#### [Task goal]
Select each line in the rows below that contains the word "orange" and copy those lines.

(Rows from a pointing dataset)

---+---

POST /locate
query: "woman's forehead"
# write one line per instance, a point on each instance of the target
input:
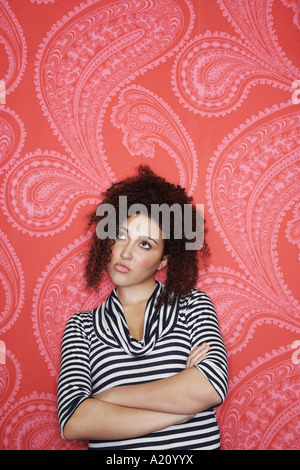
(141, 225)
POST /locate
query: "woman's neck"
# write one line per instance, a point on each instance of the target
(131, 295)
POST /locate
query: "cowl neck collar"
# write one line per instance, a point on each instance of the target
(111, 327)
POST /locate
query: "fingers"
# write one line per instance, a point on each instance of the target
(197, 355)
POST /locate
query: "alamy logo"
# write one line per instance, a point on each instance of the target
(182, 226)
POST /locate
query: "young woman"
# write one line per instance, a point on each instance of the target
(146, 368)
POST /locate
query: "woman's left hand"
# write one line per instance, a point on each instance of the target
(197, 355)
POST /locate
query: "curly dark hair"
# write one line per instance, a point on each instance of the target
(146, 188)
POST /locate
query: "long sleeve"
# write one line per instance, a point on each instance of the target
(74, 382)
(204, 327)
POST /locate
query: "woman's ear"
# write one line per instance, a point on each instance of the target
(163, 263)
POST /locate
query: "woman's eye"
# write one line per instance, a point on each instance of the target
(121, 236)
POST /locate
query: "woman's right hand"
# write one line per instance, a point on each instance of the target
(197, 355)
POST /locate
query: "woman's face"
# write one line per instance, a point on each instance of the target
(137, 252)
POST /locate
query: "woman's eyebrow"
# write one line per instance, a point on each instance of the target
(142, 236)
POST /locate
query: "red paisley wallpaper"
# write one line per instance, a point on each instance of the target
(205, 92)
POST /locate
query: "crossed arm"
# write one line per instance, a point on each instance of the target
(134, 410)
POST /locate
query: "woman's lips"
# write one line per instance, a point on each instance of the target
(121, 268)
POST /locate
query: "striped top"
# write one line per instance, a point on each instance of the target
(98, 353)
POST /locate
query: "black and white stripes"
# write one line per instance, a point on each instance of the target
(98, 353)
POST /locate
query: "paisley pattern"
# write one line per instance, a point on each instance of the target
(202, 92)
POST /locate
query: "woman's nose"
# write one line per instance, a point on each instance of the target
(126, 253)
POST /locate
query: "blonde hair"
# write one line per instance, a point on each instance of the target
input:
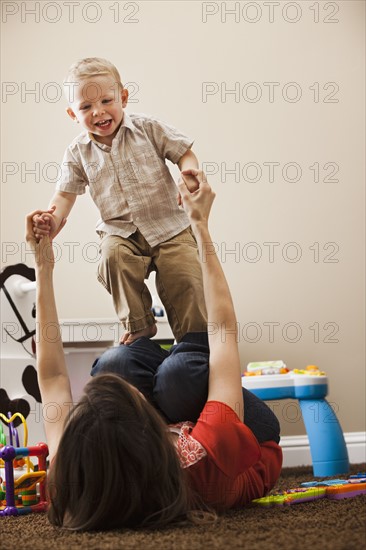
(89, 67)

---+---

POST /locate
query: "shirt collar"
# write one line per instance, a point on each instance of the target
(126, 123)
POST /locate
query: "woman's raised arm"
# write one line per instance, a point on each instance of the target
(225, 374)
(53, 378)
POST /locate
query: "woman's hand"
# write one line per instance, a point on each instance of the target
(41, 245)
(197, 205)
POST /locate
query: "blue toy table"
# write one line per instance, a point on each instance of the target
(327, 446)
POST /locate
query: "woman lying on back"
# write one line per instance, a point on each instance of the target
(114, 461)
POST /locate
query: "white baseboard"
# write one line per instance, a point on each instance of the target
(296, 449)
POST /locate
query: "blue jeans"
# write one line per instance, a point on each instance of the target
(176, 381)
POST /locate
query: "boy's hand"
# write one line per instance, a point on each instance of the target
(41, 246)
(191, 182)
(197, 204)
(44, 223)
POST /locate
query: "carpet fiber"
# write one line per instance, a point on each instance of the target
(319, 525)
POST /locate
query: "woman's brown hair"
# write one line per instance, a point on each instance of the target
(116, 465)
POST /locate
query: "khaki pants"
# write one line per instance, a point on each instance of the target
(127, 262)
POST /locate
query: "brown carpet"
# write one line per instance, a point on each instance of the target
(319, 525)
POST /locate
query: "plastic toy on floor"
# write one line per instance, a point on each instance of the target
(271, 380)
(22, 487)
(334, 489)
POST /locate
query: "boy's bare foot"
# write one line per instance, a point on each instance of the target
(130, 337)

---+---

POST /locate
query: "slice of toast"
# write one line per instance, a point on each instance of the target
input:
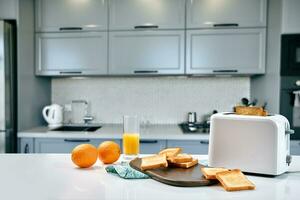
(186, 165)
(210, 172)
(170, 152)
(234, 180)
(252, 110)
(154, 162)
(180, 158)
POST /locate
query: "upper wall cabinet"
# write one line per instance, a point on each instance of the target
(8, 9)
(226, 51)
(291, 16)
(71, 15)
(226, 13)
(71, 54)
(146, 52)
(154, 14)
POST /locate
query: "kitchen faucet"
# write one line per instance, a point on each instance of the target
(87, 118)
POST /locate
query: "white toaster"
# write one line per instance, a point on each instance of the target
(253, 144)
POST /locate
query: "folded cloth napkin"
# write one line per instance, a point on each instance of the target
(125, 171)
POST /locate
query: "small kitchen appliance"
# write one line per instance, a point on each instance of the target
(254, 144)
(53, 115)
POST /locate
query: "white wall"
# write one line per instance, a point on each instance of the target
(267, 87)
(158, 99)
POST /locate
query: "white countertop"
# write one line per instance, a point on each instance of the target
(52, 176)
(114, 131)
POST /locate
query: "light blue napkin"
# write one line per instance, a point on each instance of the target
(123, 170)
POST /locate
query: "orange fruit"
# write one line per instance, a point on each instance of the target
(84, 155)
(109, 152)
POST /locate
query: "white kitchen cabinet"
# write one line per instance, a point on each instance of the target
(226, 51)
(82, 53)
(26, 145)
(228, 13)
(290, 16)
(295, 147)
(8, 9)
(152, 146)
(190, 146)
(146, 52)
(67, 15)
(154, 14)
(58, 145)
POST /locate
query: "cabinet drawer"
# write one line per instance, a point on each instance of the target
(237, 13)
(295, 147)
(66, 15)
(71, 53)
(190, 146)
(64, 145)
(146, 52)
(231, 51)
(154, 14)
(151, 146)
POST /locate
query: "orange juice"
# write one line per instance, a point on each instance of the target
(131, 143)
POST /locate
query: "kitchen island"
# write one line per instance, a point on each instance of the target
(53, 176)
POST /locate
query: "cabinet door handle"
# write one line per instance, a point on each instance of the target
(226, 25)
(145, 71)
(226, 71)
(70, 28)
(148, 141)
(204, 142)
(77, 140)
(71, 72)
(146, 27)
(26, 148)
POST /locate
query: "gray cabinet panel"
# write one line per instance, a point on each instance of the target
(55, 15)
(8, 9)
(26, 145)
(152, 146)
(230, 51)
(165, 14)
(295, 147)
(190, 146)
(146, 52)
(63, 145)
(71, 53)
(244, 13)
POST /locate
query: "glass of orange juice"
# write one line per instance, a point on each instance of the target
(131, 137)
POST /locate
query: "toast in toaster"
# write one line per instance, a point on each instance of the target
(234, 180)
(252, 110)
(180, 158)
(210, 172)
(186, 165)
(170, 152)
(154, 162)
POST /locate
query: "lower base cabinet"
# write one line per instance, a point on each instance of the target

---+---

#### [Task output]
query: "orange fruit"
query: "orange juice"
query: "glass of orange juice"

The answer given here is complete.